= What this task involves =
Rewrite the records below so that every "Recorded points" becomes "Marked points", and keep everything else unchanged.

Entries from a collection
+===+
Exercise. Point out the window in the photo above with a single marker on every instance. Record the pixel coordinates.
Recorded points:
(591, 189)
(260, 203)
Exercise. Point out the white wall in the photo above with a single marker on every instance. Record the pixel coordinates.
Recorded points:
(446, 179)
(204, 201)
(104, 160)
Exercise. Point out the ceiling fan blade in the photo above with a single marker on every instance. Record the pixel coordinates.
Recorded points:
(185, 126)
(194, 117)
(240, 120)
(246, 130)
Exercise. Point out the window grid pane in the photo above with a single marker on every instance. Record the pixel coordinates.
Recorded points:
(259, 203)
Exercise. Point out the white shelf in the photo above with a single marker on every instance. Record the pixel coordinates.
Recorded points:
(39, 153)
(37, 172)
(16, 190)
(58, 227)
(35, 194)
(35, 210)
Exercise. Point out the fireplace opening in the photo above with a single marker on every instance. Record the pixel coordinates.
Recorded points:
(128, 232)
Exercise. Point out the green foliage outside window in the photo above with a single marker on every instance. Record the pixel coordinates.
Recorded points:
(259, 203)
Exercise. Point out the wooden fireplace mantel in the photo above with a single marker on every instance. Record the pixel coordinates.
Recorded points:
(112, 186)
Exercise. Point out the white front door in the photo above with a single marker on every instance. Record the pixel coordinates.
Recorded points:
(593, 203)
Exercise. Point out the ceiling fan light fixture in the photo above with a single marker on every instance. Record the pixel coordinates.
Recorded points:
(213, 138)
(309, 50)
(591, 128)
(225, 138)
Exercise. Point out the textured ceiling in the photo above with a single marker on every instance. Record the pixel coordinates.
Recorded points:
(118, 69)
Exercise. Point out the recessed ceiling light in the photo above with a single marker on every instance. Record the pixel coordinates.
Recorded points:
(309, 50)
+===+
= The reply =
Exercise. Point out the window in the photo above with a single marker on every instance. Record the pixel coordinates.
Marked points:
(591, 189)
(260, 203)
Exercise. Point out the white wall in the photo above with a single marker on every instance. Record the pixel coordinates.
Marked points:
(446, 179)
(204, 201)
(104, 160)
Exercise. Point out the ceiling fan blade in the photo above with a single marker on every instance. Record the pixel coordinates.
Marked points:
(185, 126)
(194, 117)
(240, 120)
(246, 130)
Exercise. Point out the window grid pane in the photo above with a single marker on every instance. Record the pixel coordinates.
Marked points:
(259, 203)
Exercise. Point out the white shelf in the photo above with a single marker on every instance. Record the pixel coordinates.
Marked points:
(39, 153)
(37, 172)
(16, 190)
(58, 227)
(35, 194)
(35, 210)
Exercise. Point out the fireplace opening in the photo above with a single marker on every instance. Record the pixel coordinates.
Marked points:
(128, 232)
Exercise. Point out the green foliage outside window in the photo above with a single marker on every instance. Record the pixel coordinates.
Marked points:
(259, 203)
Exercise. Point out the wooden fireplace mantel in the photo above with a single marker on every instance. Record the pixel coordinates.
Marked points:
(112, 186)
Exercise. Point out the white front door in the photo above with a single marker on every instance. Record the pixel coordinates.
Marked points:
(593, 203)
Exercise. Point out the ceiling fan light fixture in the photo above with a single marker on every instance. Record the pixel coordinates.
Marked points:
(213, 138)
(309, 50)
(591, 128)
(225, 138)
Exercise. Point out the textured ceiling in the photo above with a single marker on every instance. Record the pixel coordinates.
Marked points:
(118, 69)
Exercise. Point out the recessed ceiling light in the photo above with a single marker on every instance. Record the pixel coordinates.
Marked points:
(309, 50)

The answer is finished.